El 7 de marzo escribí que “ni noción, ni zorra, ni la más remota idea ni la más cercana, y por mucho que lo intente no paro una teoría sobre el virus trotamundos ni con cesárea”. Tras nueve meses lo único aprendido ha sido en carne propia, pues el bicho me atacó bastante tiempo, y diez días malamente. Ni en la peor resaca juvenil sufrí tales dolores de cabeza. Y, sin embargo, salvo algún efecto que aún perdura, sigo ignorándolo todo sobre la pandemia y el exacto modo de esquivarla.

Obviamente sé menos que los médicos, defecto fácil de admitir. Pero también sé menos que los políticos al mando, sean del color que sean, ya que disponen de una información global de la que carezco. Esto no se acepta tanto. Así, no me he sentido ni me siento capacitado para juzgar con severidad las medidas adoptadas aquí y allá, y pienso que si las tomaran otros serían semejantes. Si acaso, me habría gustado ver anuncios como aquellos de Tráfico, con ataúdes y sin sonrisas. Eso puedo aportar.

Mientras, entre nosotros los peatones, abunda un criterio que pareciendo social es individual. Y es que resulta sencillo exigir taxativamente el cierre de todo si uno mantiene su sueldo íntegro, y comprensible abogar por la apertura cuando la nómina depende de ella. Ya me disculparán, pero ahí no brilla un puro interés comunitario, sino una causa prosaica y humanísima: el eterno yo y mis circunstancias. Salvar la Navidad no implica lo mismo si usted tiene una tienda y si tiene una tribuna. De modo que ante alguien muy seguro de lo que se debería hacer, tiendo a preguntarme qué se juega en ello. Porque tampoco duele igual cenar seis y no cobrar.

# APLICA LO LEÍDO
[a] Responde con datos del texto sobre la pandemia:
(i) ¿En qué fecha escribió el autor la frase citada al principio?
(ii) ¿Cuántos días lo atacó el virus malamente?
(iii) ¿Qué anuncios le habría gustado ver?
[b] Transcribe sin cambios el fragmento del texto sobre la pandemia que va desde "Obviamente sé menos" hasta "Eso puedo aportar.".

[Entradas almacenadas]
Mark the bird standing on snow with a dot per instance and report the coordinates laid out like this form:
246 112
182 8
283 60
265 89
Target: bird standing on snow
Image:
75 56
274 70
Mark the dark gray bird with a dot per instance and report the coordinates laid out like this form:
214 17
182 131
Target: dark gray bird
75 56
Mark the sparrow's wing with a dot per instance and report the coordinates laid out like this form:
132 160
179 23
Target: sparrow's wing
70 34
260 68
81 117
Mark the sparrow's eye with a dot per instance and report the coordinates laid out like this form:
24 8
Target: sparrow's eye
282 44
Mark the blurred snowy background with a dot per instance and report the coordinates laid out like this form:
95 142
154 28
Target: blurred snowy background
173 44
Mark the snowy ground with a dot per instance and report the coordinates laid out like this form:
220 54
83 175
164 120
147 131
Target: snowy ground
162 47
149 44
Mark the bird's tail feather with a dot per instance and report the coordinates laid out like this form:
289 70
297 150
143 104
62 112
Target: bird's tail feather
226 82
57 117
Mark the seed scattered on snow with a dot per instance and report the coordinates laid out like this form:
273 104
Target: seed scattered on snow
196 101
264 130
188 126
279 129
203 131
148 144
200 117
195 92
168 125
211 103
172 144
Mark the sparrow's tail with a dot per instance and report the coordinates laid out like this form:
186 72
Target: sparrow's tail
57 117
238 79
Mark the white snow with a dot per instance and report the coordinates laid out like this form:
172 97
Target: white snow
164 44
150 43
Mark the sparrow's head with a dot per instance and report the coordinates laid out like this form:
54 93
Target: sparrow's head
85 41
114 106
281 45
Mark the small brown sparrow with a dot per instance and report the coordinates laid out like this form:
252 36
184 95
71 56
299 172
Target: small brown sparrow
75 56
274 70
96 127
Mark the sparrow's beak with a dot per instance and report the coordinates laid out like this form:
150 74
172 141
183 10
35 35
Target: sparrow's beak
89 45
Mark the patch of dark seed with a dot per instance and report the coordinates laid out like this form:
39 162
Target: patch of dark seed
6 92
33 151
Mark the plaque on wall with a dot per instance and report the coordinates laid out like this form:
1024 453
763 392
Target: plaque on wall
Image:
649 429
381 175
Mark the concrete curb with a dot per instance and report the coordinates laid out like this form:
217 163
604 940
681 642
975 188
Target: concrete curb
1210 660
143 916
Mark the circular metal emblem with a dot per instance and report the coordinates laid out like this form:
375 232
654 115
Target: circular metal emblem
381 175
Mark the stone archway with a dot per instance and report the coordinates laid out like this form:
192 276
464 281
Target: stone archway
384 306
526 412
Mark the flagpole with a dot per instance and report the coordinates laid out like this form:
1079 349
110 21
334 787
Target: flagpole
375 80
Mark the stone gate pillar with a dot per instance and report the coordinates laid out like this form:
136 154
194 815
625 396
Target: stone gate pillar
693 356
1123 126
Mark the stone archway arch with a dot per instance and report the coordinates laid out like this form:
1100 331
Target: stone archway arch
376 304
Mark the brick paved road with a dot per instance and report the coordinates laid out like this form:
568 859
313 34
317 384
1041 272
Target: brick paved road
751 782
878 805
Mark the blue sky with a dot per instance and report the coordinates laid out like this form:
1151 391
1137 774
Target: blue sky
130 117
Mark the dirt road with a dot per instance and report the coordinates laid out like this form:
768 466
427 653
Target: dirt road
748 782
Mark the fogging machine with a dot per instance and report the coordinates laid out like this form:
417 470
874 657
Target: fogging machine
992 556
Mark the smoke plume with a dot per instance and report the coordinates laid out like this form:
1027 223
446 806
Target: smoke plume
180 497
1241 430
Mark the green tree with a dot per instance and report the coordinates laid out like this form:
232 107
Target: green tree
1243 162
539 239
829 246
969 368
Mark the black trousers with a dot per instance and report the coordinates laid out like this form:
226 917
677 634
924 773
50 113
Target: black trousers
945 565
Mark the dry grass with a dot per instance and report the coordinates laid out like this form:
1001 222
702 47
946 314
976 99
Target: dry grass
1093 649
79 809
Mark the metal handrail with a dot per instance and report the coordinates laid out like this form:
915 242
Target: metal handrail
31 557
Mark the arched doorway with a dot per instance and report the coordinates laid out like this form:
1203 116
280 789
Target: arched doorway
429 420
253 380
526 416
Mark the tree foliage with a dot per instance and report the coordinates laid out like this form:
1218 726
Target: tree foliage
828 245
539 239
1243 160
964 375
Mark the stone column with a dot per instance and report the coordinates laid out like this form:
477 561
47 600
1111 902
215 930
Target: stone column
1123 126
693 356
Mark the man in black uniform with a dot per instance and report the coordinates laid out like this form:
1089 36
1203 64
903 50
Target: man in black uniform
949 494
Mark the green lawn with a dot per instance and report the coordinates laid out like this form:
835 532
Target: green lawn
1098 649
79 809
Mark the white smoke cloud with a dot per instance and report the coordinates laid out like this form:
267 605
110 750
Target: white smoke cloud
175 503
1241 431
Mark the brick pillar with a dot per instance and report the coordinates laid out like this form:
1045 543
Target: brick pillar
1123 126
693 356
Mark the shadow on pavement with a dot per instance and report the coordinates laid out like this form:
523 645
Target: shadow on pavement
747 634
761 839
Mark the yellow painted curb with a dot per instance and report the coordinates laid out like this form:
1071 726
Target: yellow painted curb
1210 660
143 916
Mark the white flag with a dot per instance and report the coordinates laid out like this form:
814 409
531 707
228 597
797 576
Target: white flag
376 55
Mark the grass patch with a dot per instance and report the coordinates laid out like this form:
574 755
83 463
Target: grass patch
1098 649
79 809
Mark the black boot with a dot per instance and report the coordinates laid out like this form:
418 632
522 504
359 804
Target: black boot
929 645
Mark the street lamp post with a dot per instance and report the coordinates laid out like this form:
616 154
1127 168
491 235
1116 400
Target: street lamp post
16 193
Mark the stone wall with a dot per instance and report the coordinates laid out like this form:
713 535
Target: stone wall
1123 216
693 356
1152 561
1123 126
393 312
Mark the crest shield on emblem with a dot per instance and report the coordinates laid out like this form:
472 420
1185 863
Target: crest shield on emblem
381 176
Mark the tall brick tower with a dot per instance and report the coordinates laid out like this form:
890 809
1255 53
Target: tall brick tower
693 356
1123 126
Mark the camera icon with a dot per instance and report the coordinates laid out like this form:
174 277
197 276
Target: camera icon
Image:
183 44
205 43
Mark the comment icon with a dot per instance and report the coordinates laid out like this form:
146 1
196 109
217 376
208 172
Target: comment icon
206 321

# SOLUCIONES POR TAREA
[a]
(i) El 7 de marzo.
(ii) Diez días.
(iii) Anuncios como aquellos de Tráfico, con ataúdes y sin sonrisas.

[b]
Obviamente sé menos que los médicos, defecto fácil de admitir. Pero también sé menos que los políticos al mando, sean del color que sean, ya que disponen de una información global de la que carezco. Esto no se acepta tanto. Así, no me he sentido ni me siento capacitado para juzgar con severidad las medidas adoptadas aquí y allá, y pienso que si las tomaran otros serían semejantes. Si acaso, me habría gustado ver anuncios como aquellos de Tráfico, con ataúdes y sin sonrisas. Eso puedo aportar.